→ Excerto do documento:
* * *

Este cenário já seria catastrófico num ano em que as perspetivas globais de produção agrícola fossem positivas, mas infelizmente está longe de ser esse o caso. As alterações climáticas, e os chamados fenómenos extremos, já deixavam antever um ano de 2022 muito difícil. Na China, a chuva atrasou as sementeiras, e as colheitas deverão ficar bem aquém do normal este ano. A Índia, com um cenário de temperaturas demasiado elevadas nalgumas regiões, que irá afetar a produção, decidiu proibir a exportação de trigo. Na América e na Europa, a reduzida precipitação nos últimos meses deverá ter um impacto negativo em algumas culturas, nomeadamente na produção de cereais. Neste quadro, não é exagero dizer que estão criadas as condições para um cenário de disrupção do sistema alimentar global a curto prazo.

A médio prazo as coisas não parecem melhores. O cenário mais provável é que a guerra se arraste durante, pelo menos, alguns meses. A produção agrícola no próximo ano na Ucrânia vai ser fortemente afetada pela guerra, e na Rússia, com dificuldades crescentes a vários níveis, também será. O impacto nos sistemas alimentares será direto, mas também indireto. Além do aumento do preço dos combustíveis e da energia, que têm um impacto direto nas contas da agricultura, o preço dos principais fatores de produção, como os fertilizantes e os pesticidas, também continuará a aumentar.

* * *

→ Material extraído:
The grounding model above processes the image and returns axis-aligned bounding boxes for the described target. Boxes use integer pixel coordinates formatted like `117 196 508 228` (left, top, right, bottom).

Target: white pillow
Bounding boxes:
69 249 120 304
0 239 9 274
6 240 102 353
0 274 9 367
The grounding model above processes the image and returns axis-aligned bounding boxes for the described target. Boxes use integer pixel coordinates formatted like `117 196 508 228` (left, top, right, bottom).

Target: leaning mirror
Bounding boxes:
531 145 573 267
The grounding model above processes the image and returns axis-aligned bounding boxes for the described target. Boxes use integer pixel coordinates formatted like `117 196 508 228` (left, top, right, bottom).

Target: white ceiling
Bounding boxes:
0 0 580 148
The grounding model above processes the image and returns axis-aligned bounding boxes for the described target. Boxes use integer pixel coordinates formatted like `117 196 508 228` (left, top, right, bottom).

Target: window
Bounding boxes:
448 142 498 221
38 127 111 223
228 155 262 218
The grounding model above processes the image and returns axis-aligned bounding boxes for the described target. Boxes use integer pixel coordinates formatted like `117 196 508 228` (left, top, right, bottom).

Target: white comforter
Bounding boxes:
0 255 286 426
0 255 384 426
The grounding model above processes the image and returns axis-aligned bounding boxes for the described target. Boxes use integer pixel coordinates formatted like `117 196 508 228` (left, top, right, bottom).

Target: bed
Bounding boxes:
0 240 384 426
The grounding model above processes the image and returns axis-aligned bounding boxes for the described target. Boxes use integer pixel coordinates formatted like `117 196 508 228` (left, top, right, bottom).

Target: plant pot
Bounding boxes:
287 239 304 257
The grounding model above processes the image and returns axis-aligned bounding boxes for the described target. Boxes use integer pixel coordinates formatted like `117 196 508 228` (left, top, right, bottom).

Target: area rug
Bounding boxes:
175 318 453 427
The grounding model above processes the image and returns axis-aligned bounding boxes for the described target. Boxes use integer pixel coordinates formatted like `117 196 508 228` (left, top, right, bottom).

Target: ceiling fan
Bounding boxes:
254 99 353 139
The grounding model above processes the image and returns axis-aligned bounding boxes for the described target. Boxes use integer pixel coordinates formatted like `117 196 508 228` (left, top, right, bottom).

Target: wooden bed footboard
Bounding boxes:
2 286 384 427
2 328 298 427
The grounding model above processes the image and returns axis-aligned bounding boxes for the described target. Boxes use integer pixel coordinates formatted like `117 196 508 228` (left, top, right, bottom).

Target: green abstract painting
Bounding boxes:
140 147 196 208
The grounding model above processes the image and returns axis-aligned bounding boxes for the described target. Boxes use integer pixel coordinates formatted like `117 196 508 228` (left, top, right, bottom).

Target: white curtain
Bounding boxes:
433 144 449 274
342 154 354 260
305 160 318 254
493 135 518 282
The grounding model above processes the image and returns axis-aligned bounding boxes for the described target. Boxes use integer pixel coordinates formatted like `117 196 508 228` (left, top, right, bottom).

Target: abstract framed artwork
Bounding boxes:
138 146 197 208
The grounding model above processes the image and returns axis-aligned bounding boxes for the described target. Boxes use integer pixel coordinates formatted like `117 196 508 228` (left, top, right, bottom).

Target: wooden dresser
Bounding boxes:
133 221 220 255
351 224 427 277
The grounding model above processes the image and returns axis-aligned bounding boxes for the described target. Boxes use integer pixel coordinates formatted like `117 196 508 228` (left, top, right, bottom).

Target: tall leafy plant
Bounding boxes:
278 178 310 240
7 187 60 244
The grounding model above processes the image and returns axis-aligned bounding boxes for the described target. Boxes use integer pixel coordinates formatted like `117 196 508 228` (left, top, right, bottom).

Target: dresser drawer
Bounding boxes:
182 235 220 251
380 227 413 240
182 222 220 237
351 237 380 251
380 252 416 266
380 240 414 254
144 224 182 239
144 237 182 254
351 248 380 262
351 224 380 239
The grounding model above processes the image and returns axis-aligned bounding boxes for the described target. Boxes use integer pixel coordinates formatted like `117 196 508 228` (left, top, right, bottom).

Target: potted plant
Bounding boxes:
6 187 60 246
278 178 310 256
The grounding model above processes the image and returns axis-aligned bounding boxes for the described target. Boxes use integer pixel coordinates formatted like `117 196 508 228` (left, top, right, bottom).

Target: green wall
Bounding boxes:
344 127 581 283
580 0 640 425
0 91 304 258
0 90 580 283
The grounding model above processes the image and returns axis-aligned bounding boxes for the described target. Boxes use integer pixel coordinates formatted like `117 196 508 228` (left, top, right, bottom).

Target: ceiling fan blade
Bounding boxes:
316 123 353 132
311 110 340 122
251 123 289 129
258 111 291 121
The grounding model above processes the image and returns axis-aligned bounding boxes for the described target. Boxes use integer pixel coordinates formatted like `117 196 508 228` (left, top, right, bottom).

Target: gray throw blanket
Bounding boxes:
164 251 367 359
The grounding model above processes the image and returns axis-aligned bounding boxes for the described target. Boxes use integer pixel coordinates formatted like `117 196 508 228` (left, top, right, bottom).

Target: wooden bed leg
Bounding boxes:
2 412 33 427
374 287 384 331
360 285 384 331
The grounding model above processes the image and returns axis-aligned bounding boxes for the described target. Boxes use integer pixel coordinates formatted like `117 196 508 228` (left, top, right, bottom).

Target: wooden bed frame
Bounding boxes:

* * *

→ Requisitos da tarefa:
Pode continuar o excerto sobre a crise alimentar e a produção agrícola a partir da última frase apresentada? A listagem é material independente, sem relação com o excerto.

→ Resposta final:
A Rússia é o maior exportador de gás natural e o segundo maior exportador de petróleo, a nível global. No que diz respeito aos três fertilizantes mais utilizados na agricultura, a Rússia é o maior exportador de azoto, o segundo maior de potássio, e o terceiro maior de fósforo. Os pesticidas utilizados atualmente na agricultura são na sua maioria de origem química, e por isso baseados em hidrocarbonetos, havendo uma correlação direta com o preço do petróleo. Não é por isso difícil antever que o que aí vem é possivelmente pior do que o que temos agora.

Mas nem tudo é mau. A Comissão Europeia publicou, em maio, um documento que designou “Segurança, Estabilidade e Sustentabilidade”. O documento mostra que, a curto prazo, o abastecimento alimentar na Europa não está em risco, porque a União Europeia é largamente autossuficiente nos principais produtos agroalimentares. Mais importante, com o preço dos produtos agrícolas a aumentar, os agricultores parecem ter respondido de forma positiva, e as áreas semeadas deverão ser superiores este ano.

O documento apresenta ainda outro aspeto positivo. Ao contrário de outros países, que estão a impor restrições às exportações, a Comissão Europeia diz que é fundamental apoiar os países que mais precisam com produtos agrícolas e ajuda humanitária, ajudando assim a minorar o impacto da guerra. Alguns dos países em maior risco a nível global estão, na realidade, muito próximos da Europa. Países como Marrocos, Algéria, Tunísia, Líbia e Egito correm enormes riscos de sofrerem a curto prazo crises económicas e alimentares, o que levaria eventualmente a disrupções sociais, com graves impactos na Europa.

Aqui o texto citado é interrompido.